Travail à faire:
a – Répondez aux questions suivantes d'après l'article sur les organisations contributives :
(i) Quelle entreprise, pour certains produits, ne vend plus des pneus mais prend en charge le cycle de vie de ses produits chez le client utilisateur ?
(ii) Quelle activité l'entreprise Back Market exerce-t-elle principalement ?
(iii) Quelles évolutions réglementaires européennes l'article mentionne-t-il ?
b – Reprenez l'article sur les organisations contributives et prolongez-le à partir de sa dernière phrase.

Extrait à lire:
________

COMMENT DEVENIR UNE ORGANISATION BÂTIE POUR CONTRIBUER ? (3/3)
- batiepourcontribue
- 17 mars 2024
- 10 min de lecture
Dernière mise à jour : 19 mai 2024
Introduction
Le modèle de la grande majorité des entreprises, et plus largement de l’ensemble des organisations, est déconnecté des contraintes physiques imposées par le système Terre et du vivant. Nous pouvons cependant percevoir au sein des organisations des signaux faibles d’une volonté d’intégrer ces limites physiques et le vivant dans la conduite des affaires. Ces signaux faibles sont rarement, pour ne pas dire presque jamais, transformés en engagements. Les raisons sont multiples et mêlent le manque de compréhension des enjeux environnementaux et sociaux pour l’organisation, le manque de maturité structurelle, l’absence de vision à long terme, et parfois un certain défaut de courage des décisionnaires.
Pour autant, des solutions alternatives crédibles existent. Ces solutions se trouvent non seulement dans la transformation des modèles économiques, mais aussi dans l’évolution des pratiques des organisations en repensant les relations qu’elles entretiennent avec le vivant. En effet, des modèles économiques prenant en compte les limites physiques du système Terre et du fonctionnement du vivant apparaissent : des modèles économiques ancrés dans l’économie de la fonctionnalité comme l’entreprise Michelin qui, pour certains produits, ne vend plus des pneus, mais prend en charge le cycle de vie de ses produits chez le client utilisateur ; des modèles ancrés dans l’économie circulaire avec par exemple l’émergence d’une ‘économie de chiffonnier’ comme l’illustre la réussite de l’entreprise Back Market qui reconditionne et revend principalement des appareils électroniques… De l’autre côté, l’entreprise se doit de se reconnecter au monde vivant et aux services écosystémiques dans une logique co-évolutive. Par cette (re)connexion, l’entreprise guidera sa pratique des affaires en diminuant ses impacts négatifs aux seuils incompressibles et en générant des impacts positifs sur les écosystèmes et communautés humaines (C. Sempels, 2024B).
Cette transformation, la découverte et l’engagement à des solutions alternatives doivent être compris par les décisionnaires, guidés, et suivis. Cet article a pour objectifs de proposer une démarche, intégrant la représentation de l’entreprise contributive (en savoir plus), pour permettre aux entreprises d’apprécier leurs enjeux, de les guider dans cette transformation, et leur permettre de s’engager et de suivre leur évolution pour devenir de véritables entreprises contributives, voire régénératives. Il est à noter que ce devoir de transformation est en lien étroit avec les évolutions réglementaires cristallisées en Europe par la CSRD, la Taxonomie Verte, et la SFDR.

________

Données fournies:
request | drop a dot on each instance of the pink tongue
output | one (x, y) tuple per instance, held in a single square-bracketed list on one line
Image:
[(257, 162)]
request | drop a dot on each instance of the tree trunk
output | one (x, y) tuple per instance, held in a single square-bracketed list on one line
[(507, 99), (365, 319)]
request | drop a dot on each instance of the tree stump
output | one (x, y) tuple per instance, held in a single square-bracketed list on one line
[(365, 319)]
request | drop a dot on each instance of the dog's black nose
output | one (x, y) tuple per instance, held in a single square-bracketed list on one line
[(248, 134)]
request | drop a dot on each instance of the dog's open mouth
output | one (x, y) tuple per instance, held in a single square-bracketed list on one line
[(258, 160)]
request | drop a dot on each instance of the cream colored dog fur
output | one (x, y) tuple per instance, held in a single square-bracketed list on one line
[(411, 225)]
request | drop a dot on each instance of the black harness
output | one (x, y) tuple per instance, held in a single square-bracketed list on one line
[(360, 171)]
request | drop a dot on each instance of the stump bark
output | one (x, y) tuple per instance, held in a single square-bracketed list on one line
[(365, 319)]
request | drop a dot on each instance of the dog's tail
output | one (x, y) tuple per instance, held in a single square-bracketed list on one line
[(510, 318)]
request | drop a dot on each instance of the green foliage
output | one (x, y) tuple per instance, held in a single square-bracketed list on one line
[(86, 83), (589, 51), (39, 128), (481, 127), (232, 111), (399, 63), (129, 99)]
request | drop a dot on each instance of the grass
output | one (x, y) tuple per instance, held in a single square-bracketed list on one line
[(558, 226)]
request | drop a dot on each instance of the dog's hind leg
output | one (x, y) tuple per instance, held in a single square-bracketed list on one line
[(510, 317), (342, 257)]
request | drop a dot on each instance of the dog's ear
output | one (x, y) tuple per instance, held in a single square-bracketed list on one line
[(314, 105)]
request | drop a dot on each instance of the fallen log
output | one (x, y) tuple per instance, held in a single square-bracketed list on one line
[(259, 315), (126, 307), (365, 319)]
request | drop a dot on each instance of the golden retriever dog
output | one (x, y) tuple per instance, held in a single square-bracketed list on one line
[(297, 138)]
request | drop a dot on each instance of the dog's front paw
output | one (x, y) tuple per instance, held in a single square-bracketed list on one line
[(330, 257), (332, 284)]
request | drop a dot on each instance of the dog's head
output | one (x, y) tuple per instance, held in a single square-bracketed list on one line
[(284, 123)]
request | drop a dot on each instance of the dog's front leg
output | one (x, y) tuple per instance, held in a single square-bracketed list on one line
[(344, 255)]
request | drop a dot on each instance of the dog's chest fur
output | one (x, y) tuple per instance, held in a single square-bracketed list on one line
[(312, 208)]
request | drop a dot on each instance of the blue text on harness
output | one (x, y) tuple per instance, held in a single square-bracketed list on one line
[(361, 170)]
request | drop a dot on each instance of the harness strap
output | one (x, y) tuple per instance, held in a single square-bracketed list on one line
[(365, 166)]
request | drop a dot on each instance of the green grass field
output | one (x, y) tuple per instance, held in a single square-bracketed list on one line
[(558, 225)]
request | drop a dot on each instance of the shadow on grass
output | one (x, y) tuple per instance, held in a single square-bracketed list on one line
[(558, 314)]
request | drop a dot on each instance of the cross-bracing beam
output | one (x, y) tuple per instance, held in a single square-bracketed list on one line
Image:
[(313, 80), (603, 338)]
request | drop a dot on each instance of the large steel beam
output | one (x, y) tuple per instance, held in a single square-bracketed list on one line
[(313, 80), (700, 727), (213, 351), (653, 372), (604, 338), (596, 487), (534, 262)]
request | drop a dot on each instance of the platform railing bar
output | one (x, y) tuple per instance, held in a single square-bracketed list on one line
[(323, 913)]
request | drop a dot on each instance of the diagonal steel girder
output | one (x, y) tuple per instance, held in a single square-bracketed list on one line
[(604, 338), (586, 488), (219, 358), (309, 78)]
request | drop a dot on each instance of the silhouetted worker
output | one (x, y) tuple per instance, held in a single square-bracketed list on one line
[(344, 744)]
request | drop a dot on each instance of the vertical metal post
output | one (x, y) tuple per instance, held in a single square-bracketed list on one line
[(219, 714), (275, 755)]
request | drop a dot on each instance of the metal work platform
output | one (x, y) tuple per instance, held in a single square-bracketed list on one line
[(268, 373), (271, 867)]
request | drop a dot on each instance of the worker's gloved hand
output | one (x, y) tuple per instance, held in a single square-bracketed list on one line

________

Réponses ci-dessous:
a –
(i) L'entreprise Michelin.
(ii) Elle reconditionne et revend principalement des appareils électroniques.
(iii) La CSRD, la Taxonomie Verte et la SFDR.

b –
OBJECTIVER LES ENJEUX MATÉRIELS POUR MON ORGANISATION
A la découverte de la matérialité :
Le terme de matérialité en RSE, historiquement lié au monde financier, concerne ce qui peut avoir un impact pour l’entreprise et ses multiples parties prenantes. L’analyse de la matérialité des enjeux RSE vise à identifier et hiérarchiser les enjeux économiques, financiers, sociétaux, et environnementaux au regard de l’ambition de l’entreprise et des attentes des parties prenantes.
En Europe, encadré désormais par la réglementation (CSRD), le principe d’analyse de la double matérialité fait foi. Ce principe consiste à différencier les impacts des activités de l’entreprise sur son écosystème d’une part (matérialité d’impact), et sur ses « affaires » d’autre part (matérialité financière). Cette analyse est le point cardinal d’une démarche RSE permettant de guider la transformation de l’entreprise en une entreprise contributive et est le « fondement de la publication d’informations en matière de durabilité » voulu par la CSRD (CSRD, 2022).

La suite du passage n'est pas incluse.